Stored data entries:

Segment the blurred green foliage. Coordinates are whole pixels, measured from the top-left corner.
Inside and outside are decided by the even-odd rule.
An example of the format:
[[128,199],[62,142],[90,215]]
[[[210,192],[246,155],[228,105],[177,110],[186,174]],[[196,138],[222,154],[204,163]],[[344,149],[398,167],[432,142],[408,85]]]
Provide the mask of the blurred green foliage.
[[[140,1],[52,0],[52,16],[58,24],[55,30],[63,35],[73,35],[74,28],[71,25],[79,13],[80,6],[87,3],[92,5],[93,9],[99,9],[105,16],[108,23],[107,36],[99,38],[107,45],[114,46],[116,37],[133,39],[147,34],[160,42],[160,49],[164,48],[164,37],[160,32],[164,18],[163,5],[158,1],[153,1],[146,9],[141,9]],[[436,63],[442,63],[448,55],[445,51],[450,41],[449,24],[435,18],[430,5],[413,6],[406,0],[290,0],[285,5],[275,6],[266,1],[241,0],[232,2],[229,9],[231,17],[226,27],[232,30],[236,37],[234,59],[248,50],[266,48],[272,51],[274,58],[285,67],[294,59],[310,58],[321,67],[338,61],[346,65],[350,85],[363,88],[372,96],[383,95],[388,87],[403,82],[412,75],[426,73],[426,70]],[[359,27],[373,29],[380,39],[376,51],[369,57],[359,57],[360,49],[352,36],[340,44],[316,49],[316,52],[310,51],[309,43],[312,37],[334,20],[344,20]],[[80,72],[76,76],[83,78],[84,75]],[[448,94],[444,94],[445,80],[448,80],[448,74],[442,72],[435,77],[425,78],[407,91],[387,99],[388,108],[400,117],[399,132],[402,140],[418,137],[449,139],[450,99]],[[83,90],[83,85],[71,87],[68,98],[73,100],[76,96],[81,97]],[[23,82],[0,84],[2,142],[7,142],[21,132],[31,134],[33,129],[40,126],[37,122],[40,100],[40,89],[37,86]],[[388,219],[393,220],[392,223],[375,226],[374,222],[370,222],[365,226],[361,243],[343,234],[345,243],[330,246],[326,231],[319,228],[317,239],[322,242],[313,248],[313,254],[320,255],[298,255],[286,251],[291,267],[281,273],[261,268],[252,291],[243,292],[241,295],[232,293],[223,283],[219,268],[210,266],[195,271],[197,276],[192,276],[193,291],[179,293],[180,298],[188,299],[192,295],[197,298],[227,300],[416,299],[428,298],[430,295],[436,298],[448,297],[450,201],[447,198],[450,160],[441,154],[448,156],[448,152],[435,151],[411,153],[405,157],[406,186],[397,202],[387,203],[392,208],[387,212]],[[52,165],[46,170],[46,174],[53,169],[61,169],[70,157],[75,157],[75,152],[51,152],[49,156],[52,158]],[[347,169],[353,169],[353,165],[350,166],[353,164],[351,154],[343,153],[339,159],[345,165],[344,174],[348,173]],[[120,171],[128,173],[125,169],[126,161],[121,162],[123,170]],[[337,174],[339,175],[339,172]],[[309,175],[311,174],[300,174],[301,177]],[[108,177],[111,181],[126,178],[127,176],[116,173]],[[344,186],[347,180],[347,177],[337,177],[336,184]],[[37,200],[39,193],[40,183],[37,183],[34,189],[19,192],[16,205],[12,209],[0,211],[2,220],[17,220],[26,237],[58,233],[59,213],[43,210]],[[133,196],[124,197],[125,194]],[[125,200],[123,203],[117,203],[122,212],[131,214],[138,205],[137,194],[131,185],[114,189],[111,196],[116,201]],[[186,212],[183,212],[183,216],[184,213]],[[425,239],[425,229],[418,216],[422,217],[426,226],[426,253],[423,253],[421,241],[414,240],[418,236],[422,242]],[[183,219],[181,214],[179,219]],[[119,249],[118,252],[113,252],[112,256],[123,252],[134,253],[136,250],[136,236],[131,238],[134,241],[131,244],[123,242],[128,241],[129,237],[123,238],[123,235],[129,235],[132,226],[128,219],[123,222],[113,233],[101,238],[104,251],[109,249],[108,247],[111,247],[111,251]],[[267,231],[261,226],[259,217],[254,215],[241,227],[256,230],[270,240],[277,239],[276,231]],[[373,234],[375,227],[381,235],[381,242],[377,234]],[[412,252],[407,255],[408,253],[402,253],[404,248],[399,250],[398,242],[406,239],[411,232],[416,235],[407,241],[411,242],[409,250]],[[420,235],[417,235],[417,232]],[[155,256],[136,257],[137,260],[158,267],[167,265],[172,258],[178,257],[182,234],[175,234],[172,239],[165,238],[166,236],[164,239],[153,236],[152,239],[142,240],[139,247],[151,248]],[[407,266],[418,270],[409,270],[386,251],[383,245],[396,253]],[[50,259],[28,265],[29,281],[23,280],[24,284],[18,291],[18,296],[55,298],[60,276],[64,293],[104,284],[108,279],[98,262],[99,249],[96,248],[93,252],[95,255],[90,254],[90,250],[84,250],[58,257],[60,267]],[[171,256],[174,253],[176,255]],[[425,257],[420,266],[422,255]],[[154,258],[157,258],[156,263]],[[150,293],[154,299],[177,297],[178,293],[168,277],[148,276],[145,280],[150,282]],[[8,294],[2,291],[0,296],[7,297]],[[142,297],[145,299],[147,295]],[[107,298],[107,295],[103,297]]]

--- Problem to solve ---
The lines to return are those with the string "green" in them; copy each from the entries above.

--- Problem solution ---
Segment the blurred green foliage. Coordinates are whole pixels, measured from the top-left corner.
Provide the mask of the blurred green foliage.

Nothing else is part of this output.